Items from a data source
::::::::
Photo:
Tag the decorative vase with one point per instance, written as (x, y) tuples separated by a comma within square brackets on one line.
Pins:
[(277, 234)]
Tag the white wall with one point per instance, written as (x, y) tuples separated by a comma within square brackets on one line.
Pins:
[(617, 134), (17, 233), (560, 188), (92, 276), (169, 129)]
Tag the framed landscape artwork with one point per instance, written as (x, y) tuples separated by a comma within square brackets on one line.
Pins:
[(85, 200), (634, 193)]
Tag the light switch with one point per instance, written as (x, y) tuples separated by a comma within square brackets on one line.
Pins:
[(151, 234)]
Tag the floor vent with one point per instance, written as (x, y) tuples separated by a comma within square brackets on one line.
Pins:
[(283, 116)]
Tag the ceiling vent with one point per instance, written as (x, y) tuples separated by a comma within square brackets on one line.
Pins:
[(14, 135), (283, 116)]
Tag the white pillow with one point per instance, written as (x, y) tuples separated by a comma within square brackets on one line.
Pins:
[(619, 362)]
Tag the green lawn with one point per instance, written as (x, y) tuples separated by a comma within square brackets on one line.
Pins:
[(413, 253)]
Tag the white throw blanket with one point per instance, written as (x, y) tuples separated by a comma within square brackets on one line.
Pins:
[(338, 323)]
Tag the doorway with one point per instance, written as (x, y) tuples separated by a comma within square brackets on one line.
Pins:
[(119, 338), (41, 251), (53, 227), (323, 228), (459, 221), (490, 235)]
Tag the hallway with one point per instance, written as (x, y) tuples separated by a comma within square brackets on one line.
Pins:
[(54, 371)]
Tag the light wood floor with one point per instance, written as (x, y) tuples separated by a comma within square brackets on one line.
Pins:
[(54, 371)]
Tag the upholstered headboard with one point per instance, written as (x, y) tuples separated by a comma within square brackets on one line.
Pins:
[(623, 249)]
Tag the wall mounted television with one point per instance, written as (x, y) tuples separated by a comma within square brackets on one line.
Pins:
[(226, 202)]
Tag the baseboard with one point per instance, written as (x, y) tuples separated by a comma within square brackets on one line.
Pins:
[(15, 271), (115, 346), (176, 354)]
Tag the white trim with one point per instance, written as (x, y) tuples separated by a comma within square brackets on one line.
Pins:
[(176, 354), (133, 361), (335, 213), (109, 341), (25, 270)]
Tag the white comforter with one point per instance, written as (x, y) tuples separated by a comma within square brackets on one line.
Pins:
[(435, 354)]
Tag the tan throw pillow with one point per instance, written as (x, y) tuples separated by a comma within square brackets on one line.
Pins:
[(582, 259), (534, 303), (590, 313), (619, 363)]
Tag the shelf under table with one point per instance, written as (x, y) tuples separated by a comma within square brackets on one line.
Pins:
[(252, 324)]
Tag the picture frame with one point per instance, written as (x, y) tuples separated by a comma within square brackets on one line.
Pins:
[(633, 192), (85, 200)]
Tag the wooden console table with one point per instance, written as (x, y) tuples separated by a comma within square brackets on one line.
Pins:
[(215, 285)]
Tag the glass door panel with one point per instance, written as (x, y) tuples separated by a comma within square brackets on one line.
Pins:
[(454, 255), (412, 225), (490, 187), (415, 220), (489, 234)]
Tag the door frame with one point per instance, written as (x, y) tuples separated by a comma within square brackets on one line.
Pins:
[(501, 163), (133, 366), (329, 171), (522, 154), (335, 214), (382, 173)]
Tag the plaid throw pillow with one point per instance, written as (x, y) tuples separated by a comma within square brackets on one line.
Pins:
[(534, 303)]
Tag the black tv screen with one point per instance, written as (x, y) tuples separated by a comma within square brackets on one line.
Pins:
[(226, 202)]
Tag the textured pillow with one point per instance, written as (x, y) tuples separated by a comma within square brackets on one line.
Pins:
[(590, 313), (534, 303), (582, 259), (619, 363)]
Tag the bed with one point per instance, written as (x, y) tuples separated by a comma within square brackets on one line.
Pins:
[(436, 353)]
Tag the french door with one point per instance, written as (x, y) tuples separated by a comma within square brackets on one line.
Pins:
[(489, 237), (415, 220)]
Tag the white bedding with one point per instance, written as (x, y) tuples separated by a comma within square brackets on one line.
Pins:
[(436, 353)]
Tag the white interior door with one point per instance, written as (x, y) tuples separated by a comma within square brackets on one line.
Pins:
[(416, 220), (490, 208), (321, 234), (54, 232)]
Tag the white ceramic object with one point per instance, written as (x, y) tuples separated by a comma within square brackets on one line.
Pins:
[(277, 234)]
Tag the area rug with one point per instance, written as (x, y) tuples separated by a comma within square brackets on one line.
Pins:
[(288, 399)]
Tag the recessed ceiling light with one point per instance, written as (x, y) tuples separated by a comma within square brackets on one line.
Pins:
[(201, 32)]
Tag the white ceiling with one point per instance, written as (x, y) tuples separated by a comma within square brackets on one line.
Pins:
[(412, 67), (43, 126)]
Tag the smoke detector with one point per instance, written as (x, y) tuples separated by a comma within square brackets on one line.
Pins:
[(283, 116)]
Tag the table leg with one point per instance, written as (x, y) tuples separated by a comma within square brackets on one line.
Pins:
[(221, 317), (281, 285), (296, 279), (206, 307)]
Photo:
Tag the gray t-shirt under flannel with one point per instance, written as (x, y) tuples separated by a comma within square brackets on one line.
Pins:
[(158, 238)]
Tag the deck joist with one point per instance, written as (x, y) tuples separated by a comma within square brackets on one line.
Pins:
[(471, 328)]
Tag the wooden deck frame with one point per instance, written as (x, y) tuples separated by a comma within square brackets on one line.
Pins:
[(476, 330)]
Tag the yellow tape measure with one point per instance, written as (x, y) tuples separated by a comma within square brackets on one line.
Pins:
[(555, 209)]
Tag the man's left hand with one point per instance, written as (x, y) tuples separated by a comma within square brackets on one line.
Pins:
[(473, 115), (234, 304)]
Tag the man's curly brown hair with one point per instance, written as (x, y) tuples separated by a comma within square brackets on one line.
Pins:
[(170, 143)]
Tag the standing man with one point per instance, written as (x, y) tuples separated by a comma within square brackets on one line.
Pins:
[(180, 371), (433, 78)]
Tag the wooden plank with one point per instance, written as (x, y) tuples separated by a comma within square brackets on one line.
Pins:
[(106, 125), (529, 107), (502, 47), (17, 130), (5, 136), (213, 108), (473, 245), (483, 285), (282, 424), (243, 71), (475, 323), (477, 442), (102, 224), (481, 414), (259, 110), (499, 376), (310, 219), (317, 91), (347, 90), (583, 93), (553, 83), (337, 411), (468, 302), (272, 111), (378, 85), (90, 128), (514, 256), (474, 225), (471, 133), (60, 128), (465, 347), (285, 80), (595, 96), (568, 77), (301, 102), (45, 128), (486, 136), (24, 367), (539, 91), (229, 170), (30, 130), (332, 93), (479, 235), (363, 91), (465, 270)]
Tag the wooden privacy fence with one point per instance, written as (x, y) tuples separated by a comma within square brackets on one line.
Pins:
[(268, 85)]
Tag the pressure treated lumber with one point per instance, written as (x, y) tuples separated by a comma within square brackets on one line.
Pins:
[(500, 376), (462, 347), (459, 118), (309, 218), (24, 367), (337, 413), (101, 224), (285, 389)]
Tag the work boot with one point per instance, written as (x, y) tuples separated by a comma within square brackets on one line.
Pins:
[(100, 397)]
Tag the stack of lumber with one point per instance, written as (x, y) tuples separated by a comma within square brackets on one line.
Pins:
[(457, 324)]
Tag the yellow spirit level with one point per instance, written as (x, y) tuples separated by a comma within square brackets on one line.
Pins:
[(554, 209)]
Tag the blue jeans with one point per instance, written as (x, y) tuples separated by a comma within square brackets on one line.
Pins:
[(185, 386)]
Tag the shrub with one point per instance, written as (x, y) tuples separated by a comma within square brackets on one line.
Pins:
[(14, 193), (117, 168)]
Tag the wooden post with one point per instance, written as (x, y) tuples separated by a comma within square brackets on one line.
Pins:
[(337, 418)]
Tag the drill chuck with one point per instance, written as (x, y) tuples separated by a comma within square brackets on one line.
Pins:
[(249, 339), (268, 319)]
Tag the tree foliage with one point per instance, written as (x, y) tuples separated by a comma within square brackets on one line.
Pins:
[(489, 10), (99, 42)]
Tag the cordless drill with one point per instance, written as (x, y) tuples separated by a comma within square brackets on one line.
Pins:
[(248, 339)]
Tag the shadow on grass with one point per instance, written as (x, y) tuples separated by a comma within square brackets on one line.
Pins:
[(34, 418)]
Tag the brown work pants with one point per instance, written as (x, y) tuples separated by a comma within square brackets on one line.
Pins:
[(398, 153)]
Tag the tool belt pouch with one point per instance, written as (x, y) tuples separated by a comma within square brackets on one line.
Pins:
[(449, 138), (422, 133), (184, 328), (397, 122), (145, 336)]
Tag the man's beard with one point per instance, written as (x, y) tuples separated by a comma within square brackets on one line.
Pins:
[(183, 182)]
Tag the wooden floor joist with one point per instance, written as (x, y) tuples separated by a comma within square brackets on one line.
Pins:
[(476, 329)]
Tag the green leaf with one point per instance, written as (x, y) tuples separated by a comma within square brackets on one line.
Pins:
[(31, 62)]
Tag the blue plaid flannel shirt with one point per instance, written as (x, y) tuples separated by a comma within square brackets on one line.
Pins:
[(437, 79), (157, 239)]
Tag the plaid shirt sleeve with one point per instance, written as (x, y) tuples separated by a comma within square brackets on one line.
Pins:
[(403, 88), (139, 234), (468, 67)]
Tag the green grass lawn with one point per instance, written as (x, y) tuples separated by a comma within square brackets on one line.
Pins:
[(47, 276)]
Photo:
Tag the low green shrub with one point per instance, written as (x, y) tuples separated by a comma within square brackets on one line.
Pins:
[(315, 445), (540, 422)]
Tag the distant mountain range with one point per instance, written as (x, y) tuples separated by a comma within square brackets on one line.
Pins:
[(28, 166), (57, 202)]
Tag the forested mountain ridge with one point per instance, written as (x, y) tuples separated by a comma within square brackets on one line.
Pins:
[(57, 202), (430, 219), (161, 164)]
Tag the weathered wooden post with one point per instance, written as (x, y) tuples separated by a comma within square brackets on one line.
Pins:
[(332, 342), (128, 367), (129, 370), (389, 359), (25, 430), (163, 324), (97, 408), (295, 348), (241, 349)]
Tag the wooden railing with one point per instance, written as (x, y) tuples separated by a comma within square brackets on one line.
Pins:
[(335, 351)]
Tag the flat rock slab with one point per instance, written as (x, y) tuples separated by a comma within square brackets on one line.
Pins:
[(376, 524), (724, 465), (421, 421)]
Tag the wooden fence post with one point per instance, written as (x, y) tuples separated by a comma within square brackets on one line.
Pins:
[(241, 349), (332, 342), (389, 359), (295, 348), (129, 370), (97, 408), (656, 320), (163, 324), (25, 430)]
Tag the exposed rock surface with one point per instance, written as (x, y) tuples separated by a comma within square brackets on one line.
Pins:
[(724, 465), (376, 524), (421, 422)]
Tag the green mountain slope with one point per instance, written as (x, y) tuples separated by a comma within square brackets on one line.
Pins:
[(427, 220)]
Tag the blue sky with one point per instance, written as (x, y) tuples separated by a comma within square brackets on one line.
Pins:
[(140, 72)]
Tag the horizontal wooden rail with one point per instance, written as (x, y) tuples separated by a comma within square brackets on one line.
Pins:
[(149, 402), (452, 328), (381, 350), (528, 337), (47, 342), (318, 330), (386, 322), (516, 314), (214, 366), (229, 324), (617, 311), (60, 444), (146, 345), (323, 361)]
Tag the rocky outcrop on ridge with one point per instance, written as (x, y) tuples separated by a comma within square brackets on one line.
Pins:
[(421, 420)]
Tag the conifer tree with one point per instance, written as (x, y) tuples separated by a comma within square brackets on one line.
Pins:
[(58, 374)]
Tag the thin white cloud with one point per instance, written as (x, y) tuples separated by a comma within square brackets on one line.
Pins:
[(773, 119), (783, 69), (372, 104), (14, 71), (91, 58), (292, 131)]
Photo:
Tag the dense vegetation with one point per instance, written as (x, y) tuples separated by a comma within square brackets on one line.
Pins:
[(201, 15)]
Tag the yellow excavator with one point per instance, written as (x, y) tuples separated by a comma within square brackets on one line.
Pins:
::::::::
*Task item:*
The required answer is each line of the entries containing the string "tree".

*Answer to this problem:*
Tag the tree foliage with one point per instance, written as (x, y) tuples separated by a comma within square brackets on one line.
Tag the conifer tree with one point per instance, written as (x, y) tuples separated by a comma within square brackets on one line.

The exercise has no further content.